# [Extract to read]
--- Start ---

Brevity wrote:That said, there was plenty to do for the infantry. Holding static lines (eg. frontier line and ring around Tobruk) alone required 6 divisions or so.
1.3 divisions on the Allied side. Being generous, the equivalent of 2 divisions on the Axis side (Italian divisions counting as 1.5 Brigades, roughly). So far from 6 divisions. Given its length, the Tobruk encirclement ring was actually quite lightly covered by infantry. There was a bucketload of artillery though.
Brevity wrote:Germans typically employed infantry to follow the tanks and mop up the captured area. Totensonntag turned out to be a mass suicide but in several other cases (22 and 30 Nov, 1 and 15 Dec 1941) this actually worked well, with just 2 battalions involved or less.
I think the infantry was neither here nor there on 1 December and 15 December. What was different in these battles was that there was far more artillery, especially heavy artillery present on 1 December, and that the defender had been severely attrited. The artillery and the tanks combined to beat the infantry and artillery on Zaafran. In the case of the Buffs being overrun, it was a well executed envelopment attack relying again primarily on tanks and guns.
Brevity wrote:Various operations undertaken by DAK in Crusader purely with infantry were invariably a failure, which suggests that the method was wrong. In comparison to the tanks, the infantry certainly lacked the striking power.
Not sure about various. I'd probably start the sentence with 'All' instead of 'Various'.

--- End ---

# [Material provided]
--- Start ---

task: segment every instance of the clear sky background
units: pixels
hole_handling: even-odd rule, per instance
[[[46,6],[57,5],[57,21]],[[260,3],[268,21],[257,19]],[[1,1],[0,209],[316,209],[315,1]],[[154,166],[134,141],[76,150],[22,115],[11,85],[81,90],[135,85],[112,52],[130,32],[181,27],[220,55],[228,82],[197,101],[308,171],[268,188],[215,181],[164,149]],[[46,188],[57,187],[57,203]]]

--- End ---

# [Task 1]
List the dates that the discussion of infantry in Crusader gives as cases where German infantry following tanks worked well.
# [Task 2]
Carry on the discussion of infantry in Crusader from the point where it ends.

# [Answer 1]
22 November 1941
30 November 1941
1 December 1941
15 December 1941

# [Answer 2]
Brevity wrote:The New Zealand Division did succeed in linking with Tobruk, but it took a few days of very bloody battles (breaking thru successive battalion-size strongpoints) and a single Panzer Division could have achieved the same in one day with only small losses.
That's rather my point. Also, the New Zealanders brought tank support and attacked infantry which, albeit dug in and therefore more difficult to dislodge, was not supported by tanks.
Brevity wrote:On the other hand , the infantry was capable of defending the area, and was in position to deal crippling losses to the tanks, even if it was ultimately overrun. Certainly, the sacrifice of 3 Commonwealth Infantry Brigades (5 SA, 4 and 6 NZ) in late 1941 won the battle and they inflicted more damage than all British tanks combined.
I think that is a complete misreading of two things. 1) the infantry in all three cases you mention was clearly not capable of defending an area, they were overrun in half a day (5 S.A.) or two-three days (4/6 N.Z.). 2) It wasn't the infantry that dealt the crippling losses to the tanks. It was the guns. The infantry was neither here nor there. As a thought experiment, imagine Totensonntag with no South African infantry, only guns, or with only a battalion. Would the Germans have fared much better?
Brevity wrote:The key was to compel the enemy to actually attack. How to do that? Well one guy that had some clue was Norrie, who "took the sensible view that he should proceed at the outset to occupy ground too vital for the enemy to ignore". In that he was right and it's unfortunate that British didn't begin the battle with overrunning approaches to Tobruk with even more infantry!
If they had done that, they would simply have increased their casualty figures by the amount of additional infantry they threw in. If your proposition were that it's unfortunate that British didn't begin the battle with overrunning approaches to Tobruk with a concentrated tank force, supported by additional artillery borrowed from the New Zealanders, you would have a case.
Brevity wrote:TLDR The sad conclusion is that infantry was best used as a cannon fodder, to be smashed by tanks, but not before taking out some of them.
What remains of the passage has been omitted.